- _GIVEN PROBLEM 1_: Summarize the mailing-list post in two sentences.
- _GIVEN PROBLEM 2_: Translate this sentence from the mailing-list post into Spanish: "Yeah, and I see errors from bad data as often as from violating constraints."
- _GIVEN PROBLEM 3_: From the mailing-list post, quote everything from "On Mon, 2005-11-21" down to "of an advance.".

- _SOURCE EXCERPT_:
• • • • •

Re: Practical error logging for very large COPY

From: Simon Riggs <simon(at)2ndquadrant(dot)com>
To: Andrew Dunstan <andrew(at)dunslane(dot)net>
Cc: Tom Lane <tgl(at)sss(dot)pgh(dot)pa(dot)us>, pgsql-hackers(at)postgresql(dot)org
Subject: Re: Practical error logging for very large COPY
Date: 2005-11-22 08:07:08
Message-ID: 1132646828.4959.507.camel@localhost.localdomain
Views: Raw Message | Whole Thread | Download mbox | Resend email
Thread:
Lists: pgsql-hackers

On Mon, 2005-11-21 at 19:38 -0500, Andrew Dunstan wrote:
>
> Tom Lane wrote:
>
> >Simon Riggs <simon(at)2ndquadrant(dot)com> writes:
> >
> >
> >>What I'd like to do is add an ERRORTABLE clause to COPY. The main
> >>problem is how we detect a duplicate row violation, yet prevent it from
> >>aborting the transaction.
> >>
> >If this only solves the problem of duplicate keys, and not any other
> >kind of COPY error, it's not going to be much of an advance.
> >

> Yeah, and I see errors from bad data as often as from violating
> constraints. Maybe the best way if we do something like this would be to
> have the error table contain a single text, or maybe bytea, field which
> contained the raw offending input line.

• • • • •

Raw records:
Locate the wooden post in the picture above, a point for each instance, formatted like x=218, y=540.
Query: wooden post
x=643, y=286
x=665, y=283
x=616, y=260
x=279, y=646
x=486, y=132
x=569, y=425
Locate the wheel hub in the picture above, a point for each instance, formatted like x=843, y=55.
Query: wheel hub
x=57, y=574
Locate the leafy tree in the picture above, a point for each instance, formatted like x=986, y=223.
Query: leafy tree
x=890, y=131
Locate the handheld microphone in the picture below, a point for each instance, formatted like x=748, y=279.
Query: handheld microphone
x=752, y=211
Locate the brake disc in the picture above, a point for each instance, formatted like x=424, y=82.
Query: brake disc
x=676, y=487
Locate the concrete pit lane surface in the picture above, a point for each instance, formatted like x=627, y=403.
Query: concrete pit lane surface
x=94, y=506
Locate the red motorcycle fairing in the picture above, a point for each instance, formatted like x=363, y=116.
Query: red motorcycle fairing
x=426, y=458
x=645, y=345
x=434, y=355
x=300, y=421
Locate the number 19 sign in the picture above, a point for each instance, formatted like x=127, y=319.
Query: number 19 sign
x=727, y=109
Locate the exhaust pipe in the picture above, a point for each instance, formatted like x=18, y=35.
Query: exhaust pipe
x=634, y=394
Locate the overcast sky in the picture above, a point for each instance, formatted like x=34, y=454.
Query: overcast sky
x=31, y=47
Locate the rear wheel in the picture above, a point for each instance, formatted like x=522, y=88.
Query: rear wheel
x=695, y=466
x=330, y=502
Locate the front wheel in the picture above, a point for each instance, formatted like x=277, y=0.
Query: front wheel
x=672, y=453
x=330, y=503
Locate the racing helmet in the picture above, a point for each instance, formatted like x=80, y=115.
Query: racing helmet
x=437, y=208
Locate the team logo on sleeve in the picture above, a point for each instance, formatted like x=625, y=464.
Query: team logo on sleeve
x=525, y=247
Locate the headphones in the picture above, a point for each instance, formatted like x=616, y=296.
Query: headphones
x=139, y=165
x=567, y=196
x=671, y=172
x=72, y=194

• • • • •

- _RIGHT ANSWER 1_: Simon Riggs proposes adding an ERRORTABLE clause to COPY and says the main problem is detecting a duplicate row violation without letting it abort the transaction. Tom Lane replies that solving only duplicate keys would not be much of an advance, and Andrew Dunstan adds that bad data causes errors as often as constraint violations, suggesting the error table hold the raw offending input line in a single text or bytea field.

- _RIGHT ANSWER 2_: Sí, y veo errores causados por datos incorrectos con tanta frecuencia como por violaciones de restricciones.

- _RIGHT ANSWER 3_:
On Mon, 2005-11-21 at 19:38 -0500, Andrew Dunstan wrote:
>
> Tom Lane wrote:
>
> >Simon Riggs <simon(at)2ndquadrant(dot)com> writes:
> >
> >
> >>What I'd like to do is add an ERRORTABLE clause to COPY. The main
> >>problem is how we detect a duplicate row violation, yet prevent it from
> >>aborting the transaction.
> >>
> >If this only solves the problem of duplicate keys, and not any other
> >kind of COPY error, it's not going to be much of an advance.